_EXERCISE INPUT_:
* begin *

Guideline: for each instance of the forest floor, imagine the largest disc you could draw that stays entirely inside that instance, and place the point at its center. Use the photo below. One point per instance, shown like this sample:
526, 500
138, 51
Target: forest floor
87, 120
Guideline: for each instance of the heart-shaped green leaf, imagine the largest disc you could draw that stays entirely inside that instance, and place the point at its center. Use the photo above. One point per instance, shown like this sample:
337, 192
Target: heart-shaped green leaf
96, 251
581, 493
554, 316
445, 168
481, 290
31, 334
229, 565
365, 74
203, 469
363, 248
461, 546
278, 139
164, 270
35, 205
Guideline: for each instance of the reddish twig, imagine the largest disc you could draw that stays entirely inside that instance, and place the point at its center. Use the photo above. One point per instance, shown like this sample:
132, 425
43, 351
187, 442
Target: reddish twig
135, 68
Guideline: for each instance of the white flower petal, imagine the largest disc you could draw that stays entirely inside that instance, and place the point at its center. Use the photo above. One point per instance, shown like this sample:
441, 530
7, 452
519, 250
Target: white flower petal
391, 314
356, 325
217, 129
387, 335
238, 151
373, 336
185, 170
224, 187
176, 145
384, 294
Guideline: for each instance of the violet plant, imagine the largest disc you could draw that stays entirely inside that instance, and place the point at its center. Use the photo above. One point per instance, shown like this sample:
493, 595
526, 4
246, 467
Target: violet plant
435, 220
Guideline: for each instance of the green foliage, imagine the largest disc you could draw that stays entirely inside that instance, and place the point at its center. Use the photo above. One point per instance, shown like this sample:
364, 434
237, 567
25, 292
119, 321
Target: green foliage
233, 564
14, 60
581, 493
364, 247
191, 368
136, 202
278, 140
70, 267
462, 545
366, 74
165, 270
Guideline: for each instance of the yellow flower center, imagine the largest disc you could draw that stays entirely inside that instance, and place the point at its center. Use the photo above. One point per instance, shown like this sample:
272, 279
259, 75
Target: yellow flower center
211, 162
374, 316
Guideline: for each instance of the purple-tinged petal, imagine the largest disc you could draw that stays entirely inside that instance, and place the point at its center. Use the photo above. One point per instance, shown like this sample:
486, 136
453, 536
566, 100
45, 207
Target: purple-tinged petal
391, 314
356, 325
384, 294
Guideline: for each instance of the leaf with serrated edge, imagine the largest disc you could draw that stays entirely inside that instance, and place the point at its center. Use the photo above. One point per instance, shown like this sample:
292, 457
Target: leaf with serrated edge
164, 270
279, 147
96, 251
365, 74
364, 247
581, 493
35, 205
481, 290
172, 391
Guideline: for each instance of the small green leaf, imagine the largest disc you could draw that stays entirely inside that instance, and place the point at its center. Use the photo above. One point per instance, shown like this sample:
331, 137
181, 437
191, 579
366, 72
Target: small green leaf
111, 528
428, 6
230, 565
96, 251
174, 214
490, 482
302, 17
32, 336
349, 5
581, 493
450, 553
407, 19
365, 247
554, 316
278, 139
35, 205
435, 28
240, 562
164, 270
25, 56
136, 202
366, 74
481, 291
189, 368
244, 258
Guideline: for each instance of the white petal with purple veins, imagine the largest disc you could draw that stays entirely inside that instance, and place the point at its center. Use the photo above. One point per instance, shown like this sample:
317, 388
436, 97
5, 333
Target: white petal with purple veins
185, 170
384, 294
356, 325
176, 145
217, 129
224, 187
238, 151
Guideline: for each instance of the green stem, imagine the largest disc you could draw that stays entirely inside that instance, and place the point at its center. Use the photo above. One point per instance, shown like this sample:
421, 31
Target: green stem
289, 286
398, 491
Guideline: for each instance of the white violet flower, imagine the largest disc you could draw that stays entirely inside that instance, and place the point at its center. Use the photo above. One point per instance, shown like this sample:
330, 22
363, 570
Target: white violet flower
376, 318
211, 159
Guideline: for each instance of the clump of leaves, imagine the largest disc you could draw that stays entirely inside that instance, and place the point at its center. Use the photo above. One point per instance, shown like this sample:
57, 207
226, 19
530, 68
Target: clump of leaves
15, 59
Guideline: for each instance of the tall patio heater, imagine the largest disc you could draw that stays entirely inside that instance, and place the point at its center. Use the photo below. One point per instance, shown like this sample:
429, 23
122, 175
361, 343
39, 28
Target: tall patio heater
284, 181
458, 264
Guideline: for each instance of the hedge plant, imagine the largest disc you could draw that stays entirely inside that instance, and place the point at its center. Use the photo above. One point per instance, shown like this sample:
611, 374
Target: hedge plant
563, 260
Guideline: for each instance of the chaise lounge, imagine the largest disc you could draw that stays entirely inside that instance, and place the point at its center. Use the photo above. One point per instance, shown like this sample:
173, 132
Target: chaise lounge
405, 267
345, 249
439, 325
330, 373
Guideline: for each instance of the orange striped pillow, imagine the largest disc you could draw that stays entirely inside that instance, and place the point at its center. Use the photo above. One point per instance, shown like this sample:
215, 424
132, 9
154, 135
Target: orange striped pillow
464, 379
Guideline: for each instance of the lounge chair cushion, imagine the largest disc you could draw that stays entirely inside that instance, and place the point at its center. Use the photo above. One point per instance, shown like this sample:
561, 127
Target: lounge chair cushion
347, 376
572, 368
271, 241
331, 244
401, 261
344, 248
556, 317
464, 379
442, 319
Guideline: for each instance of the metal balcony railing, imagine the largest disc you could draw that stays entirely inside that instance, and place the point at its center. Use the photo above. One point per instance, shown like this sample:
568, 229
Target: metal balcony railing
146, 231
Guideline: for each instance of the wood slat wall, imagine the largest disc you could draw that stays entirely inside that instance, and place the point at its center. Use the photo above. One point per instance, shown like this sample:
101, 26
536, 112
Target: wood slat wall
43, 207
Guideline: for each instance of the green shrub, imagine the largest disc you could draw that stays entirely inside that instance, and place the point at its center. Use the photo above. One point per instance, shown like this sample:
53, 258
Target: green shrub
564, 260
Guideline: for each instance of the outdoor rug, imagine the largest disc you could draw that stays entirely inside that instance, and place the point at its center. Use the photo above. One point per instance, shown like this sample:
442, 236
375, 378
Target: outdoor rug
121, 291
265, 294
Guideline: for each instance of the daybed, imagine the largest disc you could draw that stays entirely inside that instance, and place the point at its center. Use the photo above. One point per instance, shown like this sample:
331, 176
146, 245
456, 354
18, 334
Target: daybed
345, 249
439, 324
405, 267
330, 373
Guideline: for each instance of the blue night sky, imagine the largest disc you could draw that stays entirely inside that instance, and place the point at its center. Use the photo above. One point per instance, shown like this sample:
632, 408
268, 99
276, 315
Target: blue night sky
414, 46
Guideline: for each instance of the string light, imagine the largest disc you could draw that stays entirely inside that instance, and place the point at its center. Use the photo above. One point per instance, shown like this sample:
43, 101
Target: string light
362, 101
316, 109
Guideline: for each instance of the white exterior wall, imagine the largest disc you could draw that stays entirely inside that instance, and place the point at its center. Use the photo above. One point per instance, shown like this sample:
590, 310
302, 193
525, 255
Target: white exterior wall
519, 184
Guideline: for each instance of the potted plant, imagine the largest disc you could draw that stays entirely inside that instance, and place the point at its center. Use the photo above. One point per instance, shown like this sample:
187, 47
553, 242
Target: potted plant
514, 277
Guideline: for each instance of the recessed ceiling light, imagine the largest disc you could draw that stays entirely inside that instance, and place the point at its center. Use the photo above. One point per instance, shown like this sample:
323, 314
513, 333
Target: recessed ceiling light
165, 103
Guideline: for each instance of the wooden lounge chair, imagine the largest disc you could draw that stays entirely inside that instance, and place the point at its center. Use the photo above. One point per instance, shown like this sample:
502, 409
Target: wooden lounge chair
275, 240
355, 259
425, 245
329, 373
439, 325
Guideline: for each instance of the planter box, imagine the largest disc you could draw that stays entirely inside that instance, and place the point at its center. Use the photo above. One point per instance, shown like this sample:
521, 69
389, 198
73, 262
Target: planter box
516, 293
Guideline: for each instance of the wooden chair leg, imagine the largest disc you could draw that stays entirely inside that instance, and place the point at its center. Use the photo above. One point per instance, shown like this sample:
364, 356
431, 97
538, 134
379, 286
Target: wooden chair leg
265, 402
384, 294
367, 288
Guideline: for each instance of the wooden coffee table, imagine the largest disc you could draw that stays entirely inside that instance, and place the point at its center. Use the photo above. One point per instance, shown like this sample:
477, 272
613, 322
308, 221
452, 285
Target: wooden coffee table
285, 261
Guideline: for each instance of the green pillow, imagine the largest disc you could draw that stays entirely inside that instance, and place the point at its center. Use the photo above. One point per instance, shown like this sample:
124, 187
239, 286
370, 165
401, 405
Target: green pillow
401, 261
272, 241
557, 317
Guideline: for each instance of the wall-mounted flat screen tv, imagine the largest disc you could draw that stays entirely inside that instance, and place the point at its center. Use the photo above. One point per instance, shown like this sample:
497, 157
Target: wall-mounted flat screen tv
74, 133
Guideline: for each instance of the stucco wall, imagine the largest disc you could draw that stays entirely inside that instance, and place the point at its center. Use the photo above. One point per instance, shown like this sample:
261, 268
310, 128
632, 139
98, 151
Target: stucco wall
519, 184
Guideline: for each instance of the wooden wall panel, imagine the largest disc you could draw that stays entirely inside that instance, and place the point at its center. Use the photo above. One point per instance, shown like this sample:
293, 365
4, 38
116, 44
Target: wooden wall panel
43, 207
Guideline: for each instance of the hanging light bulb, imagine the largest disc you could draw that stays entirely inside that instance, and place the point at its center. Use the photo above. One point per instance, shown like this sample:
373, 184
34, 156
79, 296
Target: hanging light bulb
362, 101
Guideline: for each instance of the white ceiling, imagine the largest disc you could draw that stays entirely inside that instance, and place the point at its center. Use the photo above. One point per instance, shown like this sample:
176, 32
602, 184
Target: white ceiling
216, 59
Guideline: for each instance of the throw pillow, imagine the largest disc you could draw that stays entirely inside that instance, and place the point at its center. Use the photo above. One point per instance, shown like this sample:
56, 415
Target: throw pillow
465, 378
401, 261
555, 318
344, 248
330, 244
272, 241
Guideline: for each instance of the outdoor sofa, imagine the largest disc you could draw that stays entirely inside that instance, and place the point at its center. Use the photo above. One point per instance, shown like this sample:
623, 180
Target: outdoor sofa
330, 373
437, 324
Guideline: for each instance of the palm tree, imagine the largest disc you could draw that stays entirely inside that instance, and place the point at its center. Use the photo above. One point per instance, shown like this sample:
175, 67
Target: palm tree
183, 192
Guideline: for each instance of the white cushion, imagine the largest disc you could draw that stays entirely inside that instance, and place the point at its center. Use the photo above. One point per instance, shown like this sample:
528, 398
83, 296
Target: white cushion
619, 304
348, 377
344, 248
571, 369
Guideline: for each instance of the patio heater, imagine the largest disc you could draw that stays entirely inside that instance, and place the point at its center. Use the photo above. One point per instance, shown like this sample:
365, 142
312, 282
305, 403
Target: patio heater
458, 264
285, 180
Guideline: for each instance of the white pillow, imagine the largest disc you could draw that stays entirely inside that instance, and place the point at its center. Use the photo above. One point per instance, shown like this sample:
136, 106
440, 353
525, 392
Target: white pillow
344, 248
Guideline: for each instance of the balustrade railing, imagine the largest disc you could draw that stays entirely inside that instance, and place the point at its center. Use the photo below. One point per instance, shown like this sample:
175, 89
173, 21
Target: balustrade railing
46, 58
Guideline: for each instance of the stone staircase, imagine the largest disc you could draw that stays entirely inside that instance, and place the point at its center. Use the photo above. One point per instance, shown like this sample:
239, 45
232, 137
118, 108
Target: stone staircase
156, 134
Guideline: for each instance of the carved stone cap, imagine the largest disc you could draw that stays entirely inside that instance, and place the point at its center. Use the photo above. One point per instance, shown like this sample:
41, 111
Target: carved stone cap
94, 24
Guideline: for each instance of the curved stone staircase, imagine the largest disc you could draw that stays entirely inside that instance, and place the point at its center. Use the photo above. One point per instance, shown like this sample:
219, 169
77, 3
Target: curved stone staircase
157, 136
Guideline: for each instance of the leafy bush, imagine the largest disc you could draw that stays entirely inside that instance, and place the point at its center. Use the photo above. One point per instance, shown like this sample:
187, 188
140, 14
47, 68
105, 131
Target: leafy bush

* end *

_WORK TO BE COMPLETED_: Beginning at the line that holds "Guideline: for each instance of the curved", write out word for word each line through the end of the records.

_TASK RESULT_:
Guideline: for each instance of the curved stone staircase, imagine the largest disc you could draw that stays entirely inside that instance, and place the point at its center. Use the photo above. One point per instance, shown like this sample:
219, 169
77, 3
Target: curved stone staircase
157, 136
Guideline: for each instance of the leafy bush, imagine the largest disc you could draw that stays entirely inside that instance, and place the point at its center. Use the photo above. One point per instance, shown like this sample:
187, 188
140, 14
47, 68
105, 131
Target: leafy bush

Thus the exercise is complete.